§ Description of the task
Output the following lines verbatim, without any changes.

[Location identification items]
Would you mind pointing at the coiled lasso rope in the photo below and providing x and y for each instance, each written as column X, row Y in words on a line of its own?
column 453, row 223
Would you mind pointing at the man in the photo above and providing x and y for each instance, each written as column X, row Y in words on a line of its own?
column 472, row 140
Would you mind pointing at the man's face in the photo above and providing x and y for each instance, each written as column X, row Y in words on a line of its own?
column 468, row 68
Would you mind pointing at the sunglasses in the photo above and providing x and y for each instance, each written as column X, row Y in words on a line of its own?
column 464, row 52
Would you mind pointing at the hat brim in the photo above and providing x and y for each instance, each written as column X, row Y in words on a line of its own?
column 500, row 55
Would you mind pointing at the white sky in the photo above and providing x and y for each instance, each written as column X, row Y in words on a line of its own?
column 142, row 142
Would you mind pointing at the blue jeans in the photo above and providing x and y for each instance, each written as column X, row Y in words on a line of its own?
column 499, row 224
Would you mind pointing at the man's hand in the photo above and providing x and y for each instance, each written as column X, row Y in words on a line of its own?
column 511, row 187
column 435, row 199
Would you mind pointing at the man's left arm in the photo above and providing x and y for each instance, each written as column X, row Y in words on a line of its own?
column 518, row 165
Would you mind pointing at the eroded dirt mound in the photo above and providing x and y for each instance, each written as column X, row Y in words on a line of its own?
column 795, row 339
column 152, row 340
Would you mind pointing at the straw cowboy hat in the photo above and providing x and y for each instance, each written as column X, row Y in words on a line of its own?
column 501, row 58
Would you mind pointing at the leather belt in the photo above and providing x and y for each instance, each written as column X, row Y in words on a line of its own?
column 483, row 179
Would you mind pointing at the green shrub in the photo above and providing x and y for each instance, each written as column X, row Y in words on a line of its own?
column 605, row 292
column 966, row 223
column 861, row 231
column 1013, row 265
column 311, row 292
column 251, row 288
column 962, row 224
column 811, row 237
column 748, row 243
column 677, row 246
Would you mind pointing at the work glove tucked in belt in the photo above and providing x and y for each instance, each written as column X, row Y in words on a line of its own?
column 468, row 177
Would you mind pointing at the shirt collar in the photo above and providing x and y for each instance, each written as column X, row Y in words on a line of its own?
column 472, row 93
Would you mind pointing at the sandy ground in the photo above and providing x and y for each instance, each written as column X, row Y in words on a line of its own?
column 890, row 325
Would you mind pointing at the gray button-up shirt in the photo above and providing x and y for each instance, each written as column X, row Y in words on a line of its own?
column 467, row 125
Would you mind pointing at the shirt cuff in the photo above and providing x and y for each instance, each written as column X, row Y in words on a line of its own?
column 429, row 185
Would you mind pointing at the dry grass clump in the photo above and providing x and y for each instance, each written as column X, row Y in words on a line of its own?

§ Solution
Would you mind pointing at the coiled lasso rope in the photo below and providing x and y for each instance, each written as column X, row Y in words on a line of its own?
column 453, row 223
Would you mind pointing at the man in the photo above and providing x and y for each instance, each written as column X, row Y in words on a line of its own?
column 472, row 140
Would you mind pointing at the man's face in the photo above and providing x and y for each instance, each written as column X, row Y in words on a line of its own?
column 468, row 68
Would you mind pointing at the sunglasses in the photo above and providing x and y for each instance, each written as column X, row Y in words on a line of its own?
column 464, row 52
Would you mind pointing at the hat brim in the photo above and providing x and y for each instance, each written as column X, row Y in words on a line of its own?
column 500, row 55
Would you mind pointing at the white sky in the photo above and providing x and y for each instance, each written as column X, row Y in words on a line of its own?
column 142, row 142
Would you mind pointing at the blue jeans in the photo above and providing x and y for each instance, each written as column X, row Y in words on a line of its own?
column 499, row 224
Would you mind pointing at the man's hand in the photo above and providing x and y for each instance, each written as column X, row Y in words on a line of its own?
column 511, row 187
column 435, row 199
Would you mind pointing at the man's left arm in the photo above and providing x and y for each instance, each written as column X, row Y in words on a line of its own?
column 518, row 165
Would you mind pointing at the eroded dirt mound in the photo above and providing x and y for each instance, each written as column X, row Y in words on a line of its own?
column 795, row 339
column 152, row 340
Would you mind pointing at the straw cowboy hat in the photo above and providing x and y for each instance, each written as column X, row Y in words on a line of its own?
column 501, row 58
Would you mind pointing at the leather belt in the photo above and providing x and y for each instance, each written as column X, row Y in words on a line of its own?
column 483, row 179
Would you mind pointing at the green shrub in the photo above and providing x and y for each instance, each written as column X, row Y in words on a line of its own?
column 605, row 292
column 966, row 223
column 861, row 231
column 1013, row 265
column 311, row 292
column 251, row 288
column 962, row 224
column 811, row 237
column 748, row 243
column 677, row 246
Would you mind pointing at the work glove tucked in belt in the photo above and providing x and y for each instance, each written as column X, row Y in words on a line of its own?
column 468, row 177
Would you mind pointing at the shirt collar in the photo above and providing x and y for each instance, each written as column X, row Y in words on a line of its own?
column 472, row 93
Would you mind pointing at the sandy ground in the photo above and providing x and y for each instance, each written as column X, row Y in words on a line of its own?
column 890, row 325
Would you mind pointing at the gray button-up shirt in the photo above and providing x and y for each instance, each written as column X, row Y in words on a line of its own?
column 467, row 125
Would you mind pointing at the shirt cuff in the photo above and providing x and y for each instance, each written as column X, row Y in words on a line of its own?
column 429, row 185
Would you mind pointing at the dry grass clump in the photo above and providing x and y for each instance, each written as column X, row Y in words on a line of its own?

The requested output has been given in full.